СТАТЬЯ
>>>
Ознакомительная версия.
Далее прозвучали приблизительно следующие слова:
– Экипажам самолетов необходимо отдать приказ о посадке на аэродромах. Зачем нам обещали снабжение по воздуху, если его нельзя было осуществить?
– Кто несет ответственность за данное обещание? Ведь кто-то должен же предъявить фюреру соответствующие документы?
– Мы требуем доставки горючего, боеприпасов и продовольствия, наши люди голодают, многие ничего не ели уже четыре дня. Чем солдатам стрелять, чем поддерживать свою жизнь?
Затем слова стали звучать более угрожающе:
– Люфтваффе бросило нас на произвол судьбы, не сдержав своего слова.
– Преступление, совершенное в отношении 6-й армии, уже ничем не может быть оправдано.
Выполняя приказ рейхсмаршала, майор в бункере под Гумраком отвечал приблизительно следующее:
– Самолеты могут приземляться только на тех аэродромах, на которых посадочные полосы имеют сигнальные огни.
Самолеты могут совершать посадку только на ровных площадках.
Экипажи самолетов в своих сообщениях не лгут и не являются трусами. Если у них есть возможность приземлиться, они приземляются.
Господин генерал Фибиг уже в ноябре заявил, что снабжение по воздуху окажется невозможным.
Я прошу сообщить непосредственно фельдмаршалу Мильху об упреках, высказанных мне относительно невыполнения люфтваффе своих обещаний.
И вновь вопрос о том, кто виноват, остался без ответа. Лежала ли вся тяжесть вины на Гитлере и мог ли он взять всю вину только на себя? Был ли виноват рейхсмаршал Геринг, когда его слово перевесило на чаше весов, или виноваты те, кто представил документы, позволившие ему принять решение о снабжении армии по воздуху?
<<<
ИСХОДНЫЕ ДАННЫЕ
>>>
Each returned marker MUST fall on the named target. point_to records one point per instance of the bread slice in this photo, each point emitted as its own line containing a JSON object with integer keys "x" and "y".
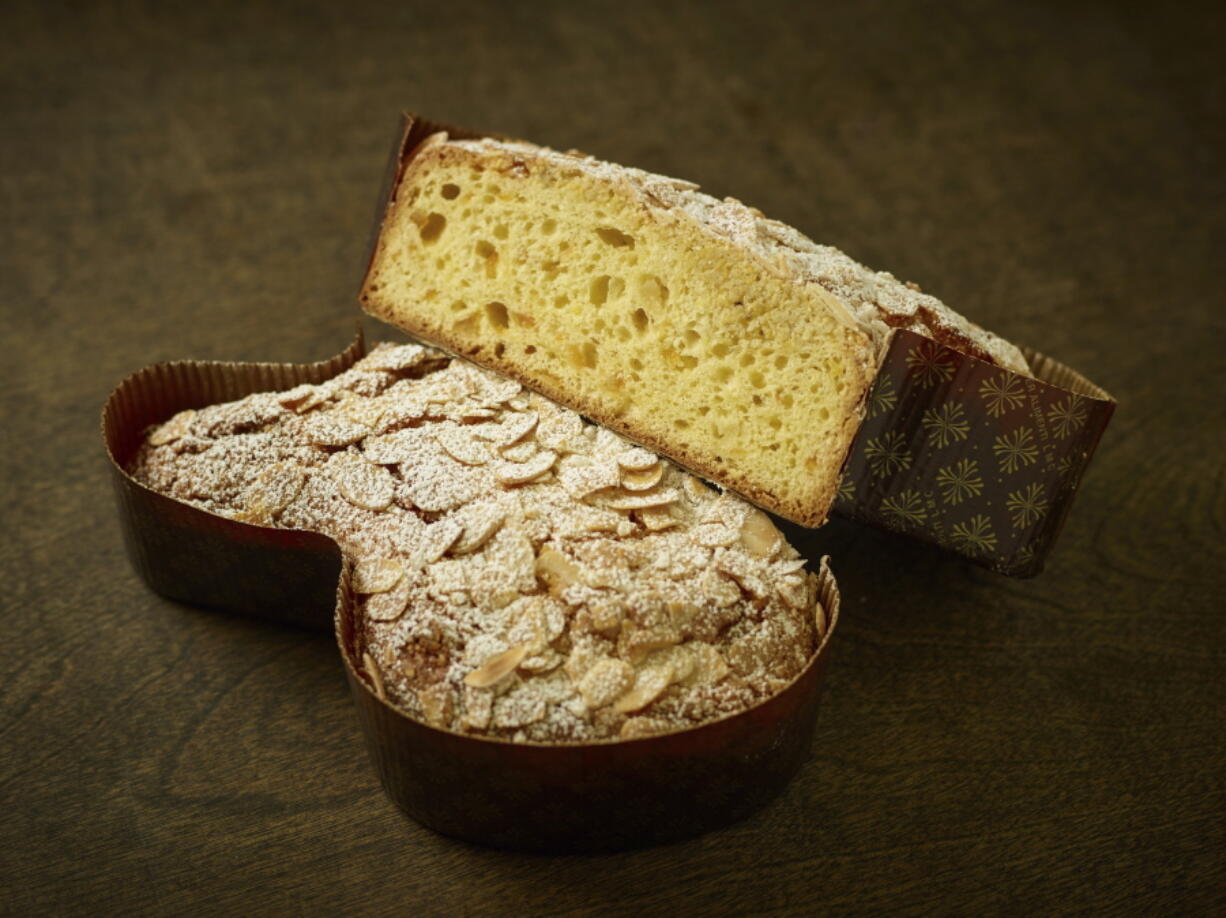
{"x": 726, "y": 341}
<<<
ЧТО ТРЕБУЕТСЯ
Перепишите отрывок статьи о снабжении 6-й армии по воздуху от слов "Выполняя приказ рейхсмаршала, майор" до слов "на ровных площадках." включительно, заменив "майор" на "капитан".

ПИСЬМЕННЫЙ ОТВЕТ
Выполняя приказ рейхсмаршала, капитан в бункере под Гумраком отвечал приблизительно следующее:
– Самолеты могут приземляться только на тех аэродромах, на которых посадочные полосы имеют сигнальные огни.
Самолеты могут совершать посадку только на ровных площадках.